Given task: Copy out all the rows below, swapping every instance of "Target" for "Object" and keeping everything else the same.

[Data drawn from a collection]
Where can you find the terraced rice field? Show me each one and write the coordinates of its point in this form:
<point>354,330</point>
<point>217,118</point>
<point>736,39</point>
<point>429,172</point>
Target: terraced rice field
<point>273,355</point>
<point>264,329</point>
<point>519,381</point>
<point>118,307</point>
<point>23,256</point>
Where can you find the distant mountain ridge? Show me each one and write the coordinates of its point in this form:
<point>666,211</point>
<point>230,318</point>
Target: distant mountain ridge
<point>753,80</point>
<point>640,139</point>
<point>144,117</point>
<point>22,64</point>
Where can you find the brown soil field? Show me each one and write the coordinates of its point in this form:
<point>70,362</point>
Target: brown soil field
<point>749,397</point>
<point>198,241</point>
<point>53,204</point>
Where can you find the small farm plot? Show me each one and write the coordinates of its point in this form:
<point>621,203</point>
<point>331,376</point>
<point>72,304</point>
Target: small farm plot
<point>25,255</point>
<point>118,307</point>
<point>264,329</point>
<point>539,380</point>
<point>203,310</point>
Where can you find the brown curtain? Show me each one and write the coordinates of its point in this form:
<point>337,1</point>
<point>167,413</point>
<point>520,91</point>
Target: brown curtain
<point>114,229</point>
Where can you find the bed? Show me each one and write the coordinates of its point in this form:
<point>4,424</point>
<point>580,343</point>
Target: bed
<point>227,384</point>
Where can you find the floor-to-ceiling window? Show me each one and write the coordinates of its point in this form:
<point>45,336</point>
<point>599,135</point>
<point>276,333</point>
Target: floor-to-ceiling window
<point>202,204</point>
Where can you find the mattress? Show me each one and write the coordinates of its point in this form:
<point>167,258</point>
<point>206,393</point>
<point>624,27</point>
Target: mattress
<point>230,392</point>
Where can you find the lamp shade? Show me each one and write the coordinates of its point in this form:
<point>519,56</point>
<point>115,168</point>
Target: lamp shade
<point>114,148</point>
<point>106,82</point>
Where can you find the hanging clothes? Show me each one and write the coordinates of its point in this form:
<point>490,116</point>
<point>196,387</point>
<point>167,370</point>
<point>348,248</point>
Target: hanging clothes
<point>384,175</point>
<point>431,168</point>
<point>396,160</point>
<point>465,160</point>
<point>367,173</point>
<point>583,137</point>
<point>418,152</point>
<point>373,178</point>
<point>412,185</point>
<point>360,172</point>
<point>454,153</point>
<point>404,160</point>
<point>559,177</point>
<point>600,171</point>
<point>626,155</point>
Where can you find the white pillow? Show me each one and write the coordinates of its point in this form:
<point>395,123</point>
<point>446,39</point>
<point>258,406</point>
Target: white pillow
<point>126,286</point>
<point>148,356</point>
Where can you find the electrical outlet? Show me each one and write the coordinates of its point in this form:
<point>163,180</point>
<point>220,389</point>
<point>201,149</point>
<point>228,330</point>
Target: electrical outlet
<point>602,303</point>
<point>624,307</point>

Written solution:
Where can you find the terraced rice field? Show me each one and write the coordinates of its point in this form:
<point>354,330</point>
<point>217,118</point>
<point>736,39</point>
<point>429,172</point>
Object: terraced rice field
<point>273,355</point>
<point>264,329</point>
<point>519,381</point>
<point>118,307</point>
<point>23,256</point>
Where can you find the distant mountain ridge? Show me each one and write the coordinates of its point in this form:
<point>666,211</point>
<point>230,318</point>
Object: distant mountain ridge
<point>753,80</point>
<point>640,139</point>
<point>144,117</point>
<point>22,64</point>
Where can you find the brown soil field? Show me each one and write the coordinates of its point in this form:
<point>70,362</point>
Object: brown soil field
<point>749,397</point>
<point>198,241</point>
<point>53,204</point>
Where can you find the small farm plot? Show me each one and write the coordinates of its point in this form:
<point>621,203</point>
<point>331,376</point>
<point>72,304</point>
Object: small farm plot
<point>25,255</point>
<point>118,307</point>
<point>264,329</point>
<point>539,380</point>
<point>203,310</point>
Where can you find the brown curtain? Show me each one and write the coordinates of its point in this form:
<point>337,1</point>
<point>167,413</point>
<point>520,91</point>
Object: brown curtain
<point>114,229</point>
Where can you find the bed? Show me each one and write the coordinates of its point in this form:
<point>4,424</point>
<point>580,343</point>
Object: bed
<point>227,384</point>
Where can you find the floor-to-ceiling window? Show me each one and write the coordinates of its point in this form:
<point>45,336</point>
<point>599,135</point>
<point>276,333</point>
Object: floor-to-ceiling window
<point>202,204</point>
Where can you find the mattress? Show me each one and write the coordinates of its point in this form:
<point>167,258</point>
<point>206,393</point>
<point>624,27</point>
Object: mattress
<point>230,392</point>
Where can you find the lamp shade? Show me each one and write the coordinates of its point in this form:
<point>519,56</point>
<point>115,168</point>
Object: lamp shade
<point>114,148</point>
<point>106,82</point>
Where can you find the hanging clothes? Show me each one and write the coordinates of its point in this form:
<point>490,116</point>
<point>196,387</point>
<point>167,370</point>
<point>348,248</point>
Object: hanging clothes
<point>384,175</point>
<point>431,168</point>
<point>396,160</point>
<point>465,160</point>
<point>367,173</point>
<point>583,137</point>
<point>418,152</point>
<point>373,178</point>
<point>412,185</point>
<point>360,172</point>
<point>454,153</point>
<point>404,160</point>
<point>559,177</point>
<point>600,171</point>
<point>626,155</point>
Where can you find the white pillow? Show me each one and write the coordinates of its point in this form:
<point>395,123</point>
<point>446,39</point>
<point>258,406</point>
Object: white pillow
<point>126,286</point>
<point>148,356</point>
Where can you find the electrical outlet? Show me each one and write the coordinates of its point in this form:
<point>163,180</point>
<point>220,389</point>
<point>201,149</point>
<point>228,330</point>
Object: electrical outlet
<point>602,303</point>
<point>624,307</point>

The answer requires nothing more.